**GIVEN EXERCISE**
Copy out the lines from the one containing "asphalt in the photo above." through the one containing "(1005, 134)", inclusive, with "black belt" renamed to "leather belt" and everything else left as it is.

▽

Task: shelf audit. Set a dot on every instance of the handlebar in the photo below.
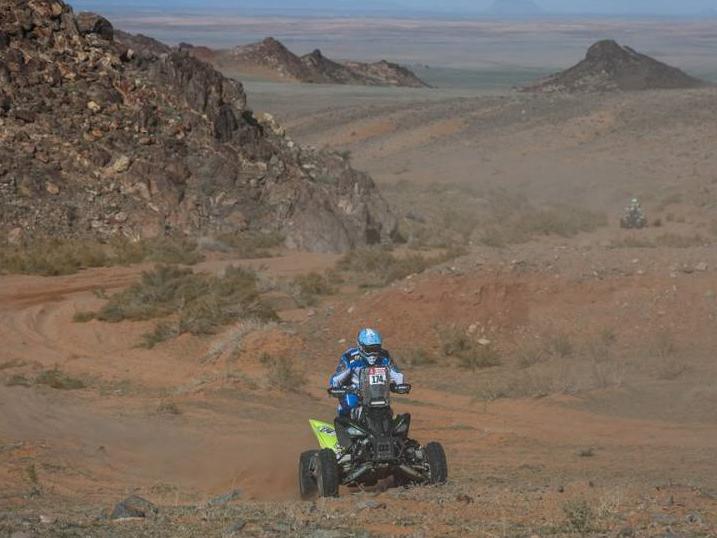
(340, 392)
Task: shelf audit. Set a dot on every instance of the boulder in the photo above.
(134, 507)
(92, 23)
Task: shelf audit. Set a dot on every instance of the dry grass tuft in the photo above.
(198, 303)
(67, 256)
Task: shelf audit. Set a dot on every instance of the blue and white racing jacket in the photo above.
(351, 363)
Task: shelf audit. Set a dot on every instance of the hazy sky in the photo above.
(454, 7)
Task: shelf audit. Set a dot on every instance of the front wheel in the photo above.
(307, 482)
(327, 473)
(437, 464)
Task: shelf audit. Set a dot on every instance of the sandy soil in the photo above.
(623, 421)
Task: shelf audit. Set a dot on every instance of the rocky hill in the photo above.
(101, 135)
(609, 66)
(272, 59)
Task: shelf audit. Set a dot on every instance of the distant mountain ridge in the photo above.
(270, 58)
(609, 66)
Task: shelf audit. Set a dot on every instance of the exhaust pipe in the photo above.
(358, 473)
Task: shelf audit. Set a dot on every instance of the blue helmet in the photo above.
(369, 343)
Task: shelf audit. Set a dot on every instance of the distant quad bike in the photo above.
(633, 220)
(370, 445)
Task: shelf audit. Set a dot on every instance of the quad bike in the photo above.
(370, 445)
(633, 220)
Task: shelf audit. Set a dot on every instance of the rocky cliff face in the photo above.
(273, 58)
(103, 134)
(609, 67)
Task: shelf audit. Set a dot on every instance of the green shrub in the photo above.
(671, 240)
(561, 345)
(379, 267)
(67, 256)
(579, 516)
(200, 303)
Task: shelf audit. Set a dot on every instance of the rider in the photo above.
(368, 352)
(634, 207)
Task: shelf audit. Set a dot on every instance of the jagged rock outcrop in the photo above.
(271, 58)
(103, 134)
(609, 66)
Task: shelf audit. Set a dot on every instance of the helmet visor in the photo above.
(372, 351)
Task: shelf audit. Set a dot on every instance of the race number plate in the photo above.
(377, 376)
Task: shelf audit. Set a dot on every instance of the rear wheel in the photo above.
(437, 464)
(327, 473)
(307, 482)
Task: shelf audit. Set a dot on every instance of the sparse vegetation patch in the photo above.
(196, 303)
(57, 257)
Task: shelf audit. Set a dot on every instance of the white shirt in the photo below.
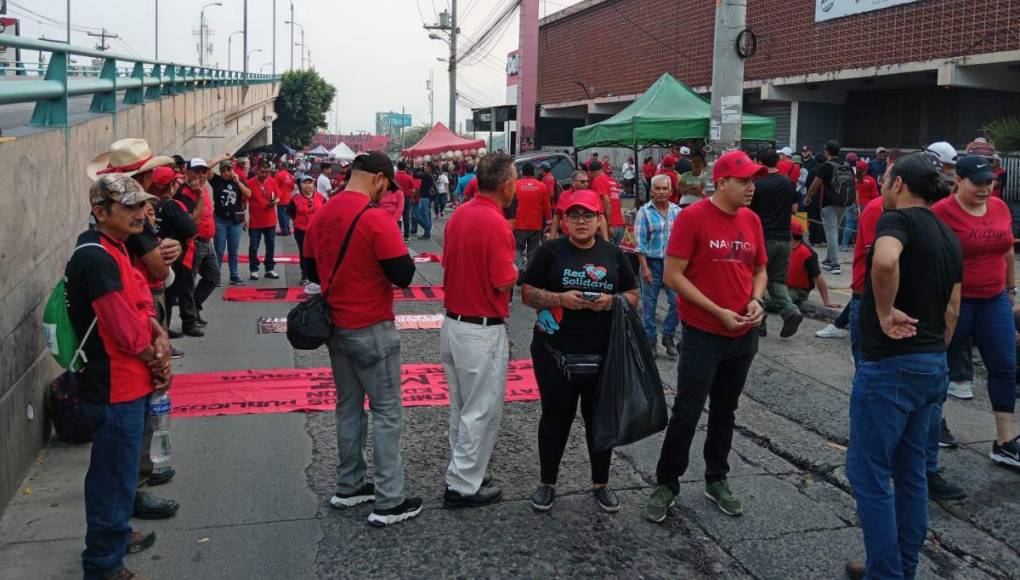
(323, 186)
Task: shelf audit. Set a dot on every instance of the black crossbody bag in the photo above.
(308, 324)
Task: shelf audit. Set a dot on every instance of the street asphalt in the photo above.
(255, 488)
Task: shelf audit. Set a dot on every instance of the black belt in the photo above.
(480, 320)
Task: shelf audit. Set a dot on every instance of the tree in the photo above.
(301, 107)
(1005, 134)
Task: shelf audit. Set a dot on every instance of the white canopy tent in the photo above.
(342, 152)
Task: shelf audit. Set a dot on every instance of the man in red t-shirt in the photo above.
(609, 192)
(262, 220)
(478, 273)
(532, 215)
(285, 185)
(364, 349)
(715, 262)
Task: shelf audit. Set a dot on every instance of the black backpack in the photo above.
(843, 190)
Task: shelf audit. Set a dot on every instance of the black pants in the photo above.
(714, 365)
(559, 407)
(181, 295)
(299, 236)
(206, 269)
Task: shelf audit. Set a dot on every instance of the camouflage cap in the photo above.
(118, 188)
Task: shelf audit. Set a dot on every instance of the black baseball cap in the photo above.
(375, 162)
(975, 168)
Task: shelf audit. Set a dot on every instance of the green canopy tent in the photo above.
(668, 112)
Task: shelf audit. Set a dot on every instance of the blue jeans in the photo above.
(988, 324)
(284, 220)
(117, 431)
(853, 214)
(425, 215)
(228, 235)
(889, 412)
(855, 330)
(650, 300)
(255, 234)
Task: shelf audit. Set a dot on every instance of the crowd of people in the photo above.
(932, 273)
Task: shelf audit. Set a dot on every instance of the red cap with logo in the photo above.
(736, 164)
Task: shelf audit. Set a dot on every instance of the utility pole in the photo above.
(727, 76)
(448, 23)
(102, 39)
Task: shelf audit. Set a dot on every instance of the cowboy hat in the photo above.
(128, 156)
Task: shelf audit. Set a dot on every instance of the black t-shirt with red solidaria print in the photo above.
(561, 266)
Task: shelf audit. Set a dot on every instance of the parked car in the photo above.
(561, 164)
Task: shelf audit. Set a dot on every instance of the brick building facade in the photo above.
(900, 76)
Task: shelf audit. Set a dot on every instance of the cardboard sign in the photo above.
(286, 390)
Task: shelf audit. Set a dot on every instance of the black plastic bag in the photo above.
(630, 405)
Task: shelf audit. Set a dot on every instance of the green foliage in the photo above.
(1004, 134)
(301, 107)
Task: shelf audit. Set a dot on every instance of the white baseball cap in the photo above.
(946, 153)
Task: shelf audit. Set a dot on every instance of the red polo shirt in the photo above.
(360, 295)
(477, 258)
(532, 204)
(723, 251)
(261, 212)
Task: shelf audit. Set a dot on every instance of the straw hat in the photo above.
(128, 156)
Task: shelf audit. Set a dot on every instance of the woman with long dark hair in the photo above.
(571, 282)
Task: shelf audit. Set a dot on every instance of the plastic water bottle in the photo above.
(160, 450)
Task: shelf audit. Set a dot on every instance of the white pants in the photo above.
(474, 359)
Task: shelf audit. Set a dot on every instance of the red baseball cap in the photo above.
(796, 227)
(736, 164)
(585, 199)
(163, 175)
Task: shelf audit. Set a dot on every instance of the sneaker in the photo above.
(543, 498)
(659, 504)
(791, 324)
(141, 541)
(939, 489)
(720, 493)
(606, 498)
(410, 508)
(962, 389)
(1007, 454)
(670, 344)
(831, 331)
(946, 438)
(362, 494)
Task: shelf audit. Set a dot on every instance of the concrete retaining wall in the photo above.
(43, 208)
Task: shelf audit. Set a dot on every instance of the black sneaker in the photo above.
(946, 438)
(543, 498)
(939, 489)
(791, 324)
(606, 498)
(1007, 454)
(485, 496)
(410, 508)
(361, 495)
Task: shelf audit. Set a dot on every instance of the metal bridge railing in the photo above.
(141, 81)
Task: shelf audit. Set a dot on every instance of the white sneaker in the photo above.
(964, 389)
(831, 331)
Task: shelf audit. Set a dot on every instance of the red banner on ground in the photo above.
(286, 390)
(286, 259)
(297, 294)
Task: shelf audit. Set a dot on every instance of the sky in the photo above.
(375, 52)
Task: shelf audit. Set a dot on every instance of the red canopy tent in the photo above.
(442, 140)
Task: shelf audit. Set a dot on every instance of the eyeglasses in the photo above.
(579, 217)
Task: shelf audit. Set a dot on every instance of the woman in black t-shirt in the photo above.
(571, 281)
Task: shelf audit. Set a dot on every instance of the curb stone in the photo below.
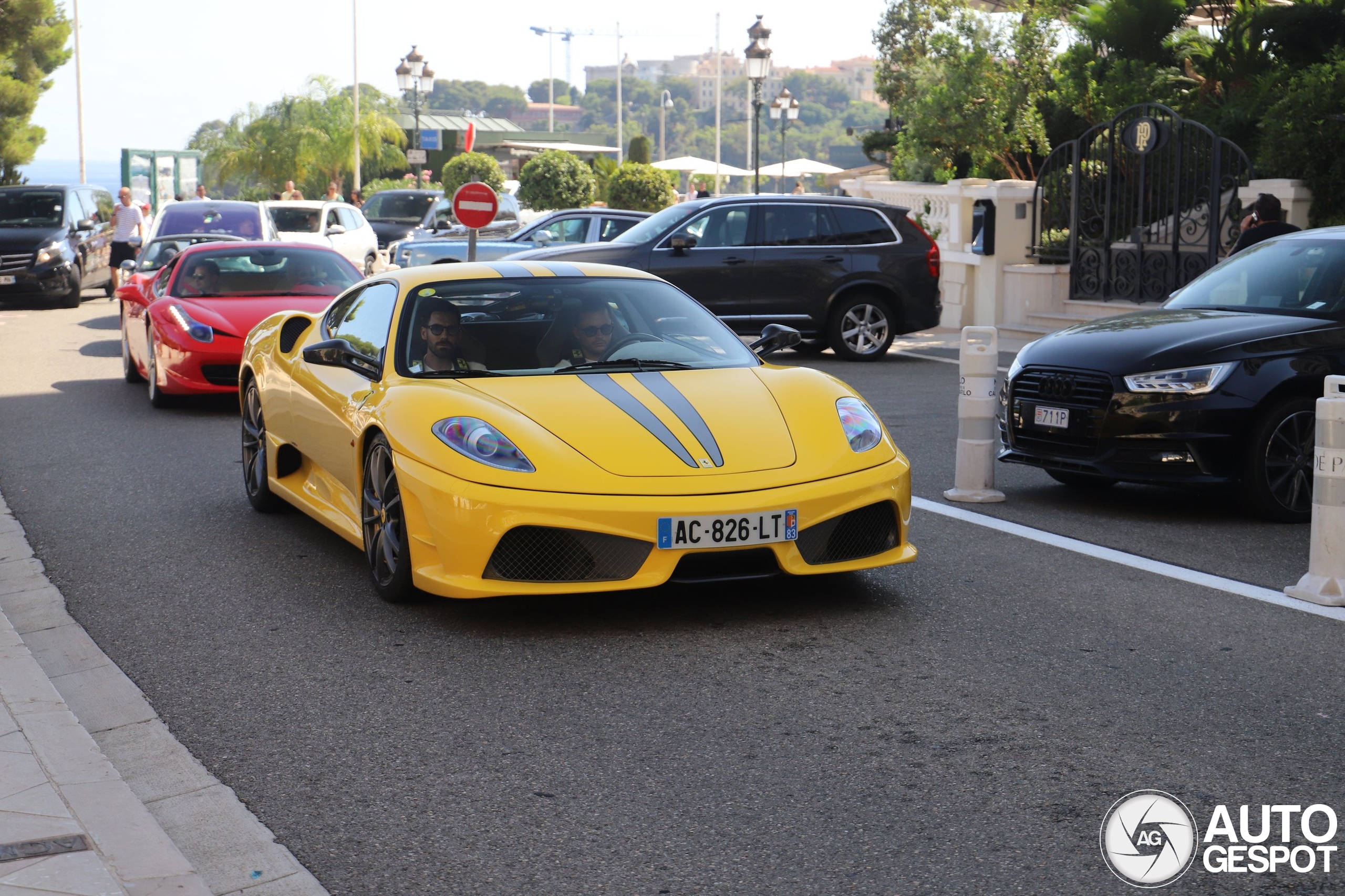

△

**RESPONSE TO THE TASK**
Task: shelf audit. Set a dot on every instance of the street asphalt in the photo above.
(255, 488)
Task: shelf audit. Set a dot on every instance of the leather belt in the photo above.
(480, 320)
Task: shelf audit. Set a dot on every instance of the tree in the photo above.
(301, 107)
(1005, 134)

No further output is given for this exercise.